### [What is being asked]
The full listing, from first line to last, should be set down again exactly.

### [Given entries]
- - - - - - -

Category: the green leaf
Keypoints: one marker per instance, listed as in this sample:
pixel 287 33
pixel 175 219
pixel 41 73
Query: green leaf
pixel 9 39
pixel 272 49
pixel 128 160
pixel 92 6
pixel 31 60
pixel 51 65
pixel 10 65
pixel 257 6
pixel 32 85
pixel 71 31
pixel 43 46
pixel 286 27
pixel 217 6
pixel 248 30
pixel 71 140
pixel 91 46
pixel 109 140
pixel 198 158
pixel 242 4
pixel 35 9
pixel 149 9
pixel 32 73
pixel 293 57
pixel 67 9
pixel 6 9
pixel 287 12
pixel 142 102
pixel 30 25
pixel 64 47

- - - - - - -

### [Output below]
Category: the green leaf
Keypoints: one marker per instance, listed as in this sample:
pixel 287 33
pixel 175 219
pixel 41 73
Query: green leaf
pixel 9 39
pixel 272 49
pixel 128 160
pixel 92 6
pixel 31 60
pixel 51 65
pixel 10 65
pixel 257 6
pixel 32 85
pixel 71 31
pixel 43 46
pixel 286 27
pixel 217 6
pixel 248 30
pixel 71 140
pixel 91 46
pixel 109 140
pixel 198 158
pixel 242 4
pixel 35 9
pixel 149 9
pixel 32 73
pixel 293 57
pixel 67 9
pixel 6 9
pixel 287 12
pixel 142 102
pixel 30 25
pixel 64 47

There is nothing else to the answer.